[Object outline annotations]
---------------

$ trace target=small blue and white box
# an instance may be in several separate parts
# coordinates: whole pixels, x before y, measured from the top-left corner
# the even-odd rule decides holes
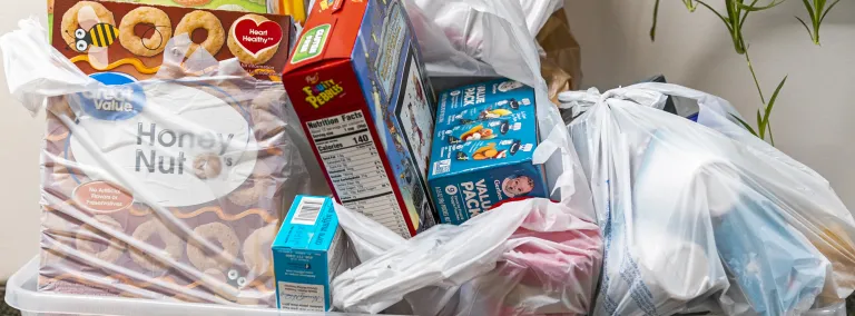
[[[332,198],[297,196],[272,246],[278,307],[332,310],[330,285],[350,268],[346,244]]]

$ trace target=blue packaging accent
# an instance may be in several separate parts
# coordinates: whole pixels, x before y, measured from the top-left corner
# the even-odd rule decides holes
[[[436,127],[502,117],[508,111],[534,111],[534,89],[510,79],[464,86],[440,93]]]
[[[347,268],[345,244],[332,198],[297,196],[272,246],[278,307],[331,310],[330,285]]]
[[[462,224],[509,198],[549,196],[543,168],[532,162],[533,89],[502,79],[440,98],[428,182],[442,223]]]
[[[101,120],[127,120],[142,111],[146,93],[132,77],[120,72],[89,77],[107,86],[69,96],[87,115]]]

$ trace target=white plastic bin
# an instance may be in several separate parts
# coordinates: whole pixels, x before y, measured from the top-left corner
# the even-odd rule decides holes
[[[341,313],[286,312],[277,309],[242,308],[222,305],[171,303],[121,297],[94,297],[39,293],[36,282],[39,259],[35,258],[9,278],[6,303],[29,315],[115,315],[115,316],[263,316],[263,315],[357,315]]]

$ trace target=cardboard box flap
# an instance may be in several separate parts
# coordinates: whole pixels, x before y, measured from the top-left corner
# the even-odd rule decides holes
[[[284,73],[321,61],[350,59],[366,8],[367,1],[317,1]],[[335,37],[330,36],[333,32]]]

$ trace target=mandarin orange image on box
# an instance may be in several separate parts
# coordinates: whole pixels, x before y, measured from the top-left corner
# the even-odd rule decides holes
[[[436,101],[400,1],[317,1],[283,82],[344,206],[406,238],[436,223]]]

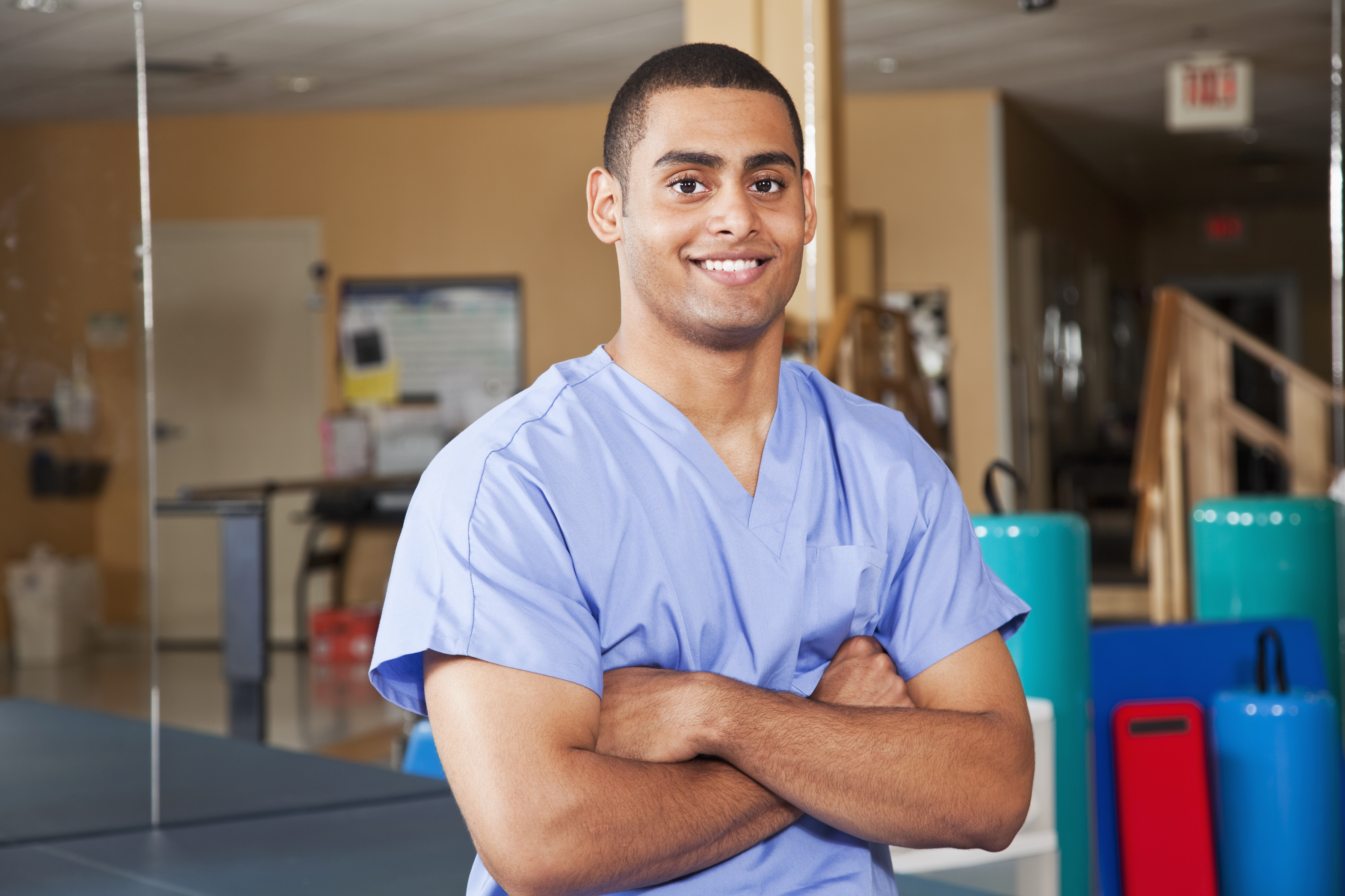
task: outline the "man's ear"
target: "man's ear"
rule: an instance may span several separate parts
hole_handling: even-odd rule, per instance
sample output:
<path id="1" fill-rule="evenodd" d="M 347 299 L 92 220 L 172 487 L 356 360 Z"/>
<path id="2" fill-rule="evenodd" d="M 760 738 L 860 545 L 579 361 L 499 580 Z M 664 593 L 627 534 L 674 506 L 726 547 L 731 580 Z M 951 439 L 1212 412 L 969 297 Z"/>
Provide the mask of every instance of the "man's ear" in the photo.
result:
<path id="1" fill-rule="evenodd" d="M 812 172 L 803 169 L 803 244 L 807 246 L 818 232 L 816 184 Z"/>
<path id="2" fill-rule="evenodd" d="M 604 243 L 621 239 L 621 184 L 607 168 L 589 172 L 589 227 Z"/>

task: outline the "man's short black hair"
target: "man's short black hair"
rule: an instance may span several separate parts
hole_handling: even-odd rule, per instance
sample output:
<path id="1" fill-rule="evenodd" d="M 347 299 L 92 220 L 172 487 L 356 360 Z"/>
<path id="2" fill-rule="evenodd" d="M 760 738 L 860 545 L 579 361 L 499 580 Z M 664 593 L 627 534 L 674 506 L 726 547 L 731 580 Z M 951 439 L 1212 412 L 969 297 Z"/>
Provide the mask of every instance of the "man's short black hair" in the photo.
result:
<path id="1" fill-rule="evenodd" d="M 607 134 L 603 137 L 603 167 L 616 175 L 625 188 L 629 173 L 631 149 L 644 138 L 644 116 L 650 98 L 664 90 L 687 87 L 725 87 L 732 90 L 760 90 L 780 98 L 790 113 L 794 145 L 803 167 L 803 125 L 799 110 L 784 85 L 760 62 L 722 43 L 685 43 L 650 56 L 616 91 L 612 109 L 607 113 Z"/>

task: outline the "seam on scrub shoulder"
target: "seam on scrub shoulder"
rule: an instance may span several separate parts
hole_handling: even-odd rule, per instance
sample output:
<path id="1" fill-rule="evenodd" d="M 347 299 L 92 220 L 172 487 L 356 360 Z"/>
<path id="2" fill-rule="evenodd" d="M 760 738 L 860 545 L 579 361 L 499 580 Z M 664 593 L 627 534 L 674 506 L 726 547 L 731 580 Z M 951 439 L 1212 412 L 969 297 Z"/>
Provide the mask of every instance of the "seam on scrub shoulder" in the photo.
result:
<path id="1" fill-rule="evenodd" d="M 611 364 L 611 363 L 612 361 L 608 361 L 608 364 Z M 588 379 L 590 376 L 597 375 L 599 371 L 603 371 L 605 368 L 607 368 L 607 364 L 604 364 L 603 367 L 597 368 L 596 371 L 593 371 L 592 373 L 589 373 L 588 376 L 585 376 L 584 379 L 581 379 L 581 380 L 578 380 L 576 383 L 565 383 L 564 386 L 561 386 L 561 388 L 557 390 L 555 395 L 551 398 L 550 404 L 546 406 L 545 411 L 542 411 L 537 416 L 529 418 L 529 419 L 523 420 L 522 423 L 519 423 L 514 429 L 514 431 L 510 433 L 508 441 L 504 442 L 504 445 L 500 445 L 499 447 L 494 447 L 490 451 L 487 451 L 486 453 L 486 458 L 482 461 L 482 473 L 476 478 L 476 492 L 472 494 L 472 512 L 467 514 L 467 583 L 472 588 L 472 625 L 467 630 L 467 650 L 468 652 L 471 652 L 471 649 L 472 649 L 472 637 L 476 634 L 476 576 L 472 574 L 472 520 L 476 519 L 476 504 L 482 498 L 482 484 L 486 481 L 486 465 L 491 462 L 491 457 L 492 455 L 503 451 L 510 445 L 512 445 L 514 439 L 518 438 L 518 434 L 523 431 L 525 426 L 527 426 L 529 423 L 537 423 L 538 420 L 543 419 L 547 414 L 550 414 L 551 408 L 555 407 L 555 403 L 561 400 L 561 396 L 565 395 L 566 390 L 572 390 L 576 386 L 578 386 L 580 383 L 588 382 Z"/>

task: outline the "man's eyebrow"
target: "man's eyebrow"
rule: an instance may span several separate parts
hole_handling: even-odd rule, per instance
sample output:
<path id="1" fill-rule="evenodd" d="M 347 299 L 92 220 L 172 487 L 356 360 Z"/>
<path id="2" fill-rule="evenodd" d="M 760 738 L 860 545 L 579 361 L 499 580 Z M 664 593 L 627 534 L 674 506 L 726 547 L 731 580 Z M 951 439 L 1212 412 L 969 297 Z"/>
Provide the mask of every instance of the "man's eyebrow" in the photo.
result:
<path id="1" fill-rule="evenodd" d="M 724 168 L 724 159 L 710 152 L 674 149 L 672 152 L 663 153 L 663 156 L 654 163 L 655 168 L 663 168 L 664 165 L 701 165 L 702 168 L 718 169 Z"/>
<path id="2" fill-rule="evenodd" d="M 784 165 L 792 171 L 799 169 L 798 164 L 794 161 L 794 156 L 783 152 L 757 153 L 756 156 L 748 156 L 742 163 L 744 168 L 765 168 L 767 165 Z"/>

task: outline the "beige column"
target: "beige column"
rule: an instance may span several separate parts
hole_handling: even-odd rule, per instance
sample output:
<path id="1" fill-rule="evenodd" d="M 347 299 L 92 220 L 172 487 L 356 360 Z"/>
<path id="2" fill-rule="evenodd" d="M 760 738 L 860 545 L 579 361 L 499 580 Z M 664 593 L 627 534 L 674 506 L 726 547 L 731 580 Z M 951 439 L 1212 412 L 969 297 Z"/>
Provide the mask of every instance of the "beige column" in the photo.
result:
<path id="1" fill-rule="evenodd" d="M 799 289 L 785 309 L 800 333 L 814 316 L 824 328 L 837 296 L 837 222 L 845 211 L 838 203 L 843 195 L 839 15 L 839 0 L 683 0 L 682 4 L 687 43 L 725 43 L 761 60 L 794 97 L 803 120 L 804 167 L 818 187 L 818 235 L 799 277 Z"/>

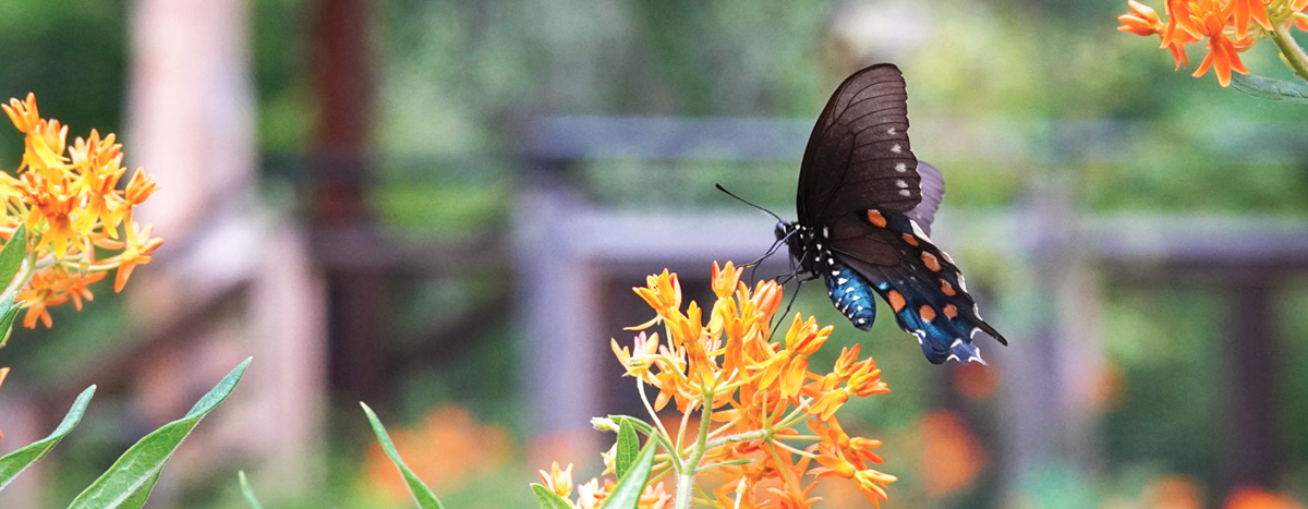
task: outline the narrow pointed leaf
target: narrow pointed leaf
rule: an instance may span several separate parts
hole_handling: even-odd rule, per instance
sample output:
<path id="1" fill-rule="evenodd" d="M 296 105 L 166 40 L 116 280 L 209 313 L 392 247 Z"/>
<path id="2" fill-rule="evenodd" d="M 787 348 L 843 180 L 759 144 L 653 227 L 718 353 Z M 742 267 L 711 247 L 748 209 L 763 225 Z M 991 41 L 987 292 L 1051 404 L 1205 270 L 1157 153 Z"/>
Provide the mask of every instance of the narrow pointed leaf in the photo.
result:
<path id="1" fill-rule="evenodd" d="M 17 230 L 13 230 L 13 236 L 9 237 L 9 242 L 5 242 L 4 249 L 0 249 L 0 288 L 8 287 L 9 281 L 13 281 L 13 276 L 18 273 L 18 267 L 22 267 L 22 259 L 27 256 L 27 226 L 18 225 Z"/>
<path id="2" fill-rule="evenodd" d="M 232 373 L 228 373 L 217 386 L 200 398 L 195 407 L 191 407 L 186 416 L 165 424 L 127 449 L 99 479 L 95 479 L 68 506 L 71 509 L 136 509 L 144 505 L 145 499 L 154 489 L 154 482 L 158 480 L 164 463 L 167 463 L 178 445 L 200 423 L 200 419 L 204 419 L 232 394 L 237 382 L 241 381 L 241 376 L 250 366 L 250 360 L 246 359 Z"/>
<path id="3" fill-rule="evenodd" d="M 400 453 L 395 450 L 395 444 L 391 442 L 391 436 L 386 433 L 386 427 L 377 419 L 377 413 L 373 413 L 373 410 L 364 402 L 358 402 L 358 406 L 364 407 L 364 413 L 368 413 L 368 421 L 373 425 L 373 433 L 377 433 L 377 441 L 382 444 L 382 450 L 386 451 L 386 455 L 391 457 L 391 463 L 395 463 L 395 468 L 399 468 L 400 475 L 404 476 L 404 483 L 408 484 L 409 493 L 413 495 L 413 501 L 417 502 L 417 506 L 422 509 L 445 509 L 441 505 L 441 500 L 436 497 L 436 493 L 432 493 L 432 488 L 422 484 L 417 474 L 413 474 L 404 465 L 404 461 L 400 459 Z"/>
<path id="4" fill-rule="evenodd" d="M 41 461 L 41 458 L 44 458 L 46 454 L 50 453 L 51 449 L 55 449 L 55 445 L 59 444 L 65 434 L 68 434 L 68 432 L 77 427 L 77 423 L 81 421 L 82 413 L 86 412 L 86 404 L 90 403 L 90 396 L 93 394 L 95 394 L 95 386 L 86 387 L 82 394 L 78 394 L 77 399 L 73 400 L 73 407 L 68 410 L 68 415 L 64 416 L 64 420 L 59 423 L 48 437 L 31 442 L 30 445 L 0 458 L 0 489 L 4 489 L 4 487 L 18 475 L 18 472 L 24 471 L 24 468 L 27 468 L 33 463 Z"/>
<path id="5" fill-rule="evenodd" d="M 0 296 L 0 347 L 9 343 L 9 335 L 13 334 L 13 321 L 18 318 L 21 310 L 22 302 Z"/>
<path id="6" fill-rule="evenodd" d="M 632 462 L 641 453 L 641 438 L 636 436 L 636 427 L 629 419 L 623 419 L 617 425 L 617 457 L 613 458 L 613 470 L 617 479 L 625 478 L 632 470 Z"/>
<path id="7" fill-rule="evenodd" d="M 532 483 L 531 493 L 536 496 L 536 505 L 540 509 L 572 509 L 572 504 L 545 485 Z"/>
<path id="8" fill-rule="evenodd" d="M 1254 75 L 1231 75 L 1231 86 L 1253 97 L 1273 101 L 1308 102 L 1308 84 Z"/>
<path id="9" fill-rule="evenodd" d="M 636 458 L 632 470 L 627 472 L 625 478 L 617 480 L 617 485 L 604 500 L 603 508 L 637 509 L 640 506 L 641 492 L 645 491 L 645 483 L 649 482 L 650 471 L 654 470 L 654 451 L 657 450 L 658 445 L 653 440 L 645 442 L 645 449 Z"/>
<path id="10" fill-rule="evenodd" d="M 263 509 L 263 504 L 259 504 L 259 497 L 254 496 L 254 488 L 250 487 L 250 482 L 245 478 L 245 470 L 238 471 L 237 476 L 241 478 L 241 495 L 245 495 L 250 509 Z"/>

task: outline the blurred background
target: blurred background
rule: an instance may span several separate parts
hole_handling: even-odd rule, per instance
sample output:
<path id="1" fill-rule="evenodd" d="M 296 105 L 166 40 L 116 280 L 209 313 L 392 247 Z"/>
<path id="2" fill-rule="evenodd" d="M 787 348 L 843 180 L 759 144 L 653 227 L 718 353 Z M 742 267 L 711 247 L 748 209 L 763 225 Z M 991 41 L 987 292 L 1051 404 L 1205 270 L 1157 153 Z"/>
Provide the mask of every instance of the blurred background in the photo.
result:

---------------

**SET EXERCISE**
Reproduce the items from the line with "task: outline the narrow pointed leaf" to the line with "17 230 L 13", swapping every "narrow pointed leaf" for "slender pointed leaf" and leaving everything else unchanged.

**TASK RESPONSE**
task: outline the slender pointed leaf
target: slender pointed leaf
rule: an instance may span several separate parts
hole_handling: even-odd rule, per instance
sample output:
<path id="1" fill-rule="evenodd" d="M 296 105 L 166 40 L 116 280 L 209 313 L 392 247 Z"/>
<path id="2" fill-rule="evenodd" d="M 787 348 L 843 180 L 759 144 L 653 227 L 718 353 Z M 742 267 L 711 247 L 748 209 L 763 225 Z M 991 41 L 987 292 L 1051 404 L 1205 270 L 1157 153 Z"/>
Provide the mask of every instance of the slender pointed leaf in the photo.
result:
<path id="1" fill-rule="evenodd" d="M 17 230 L 13 230 L 13 236 L 9 237 L 9 242 L 5 242 L 4 249 L 0 249 L 0 288 L 8 287 L 9 281 L 13 281 L 13 276 L 18 273 L 18 267 L 22 267 L 22 259 L 27 256 L 27 226 L 18 225 Z"/>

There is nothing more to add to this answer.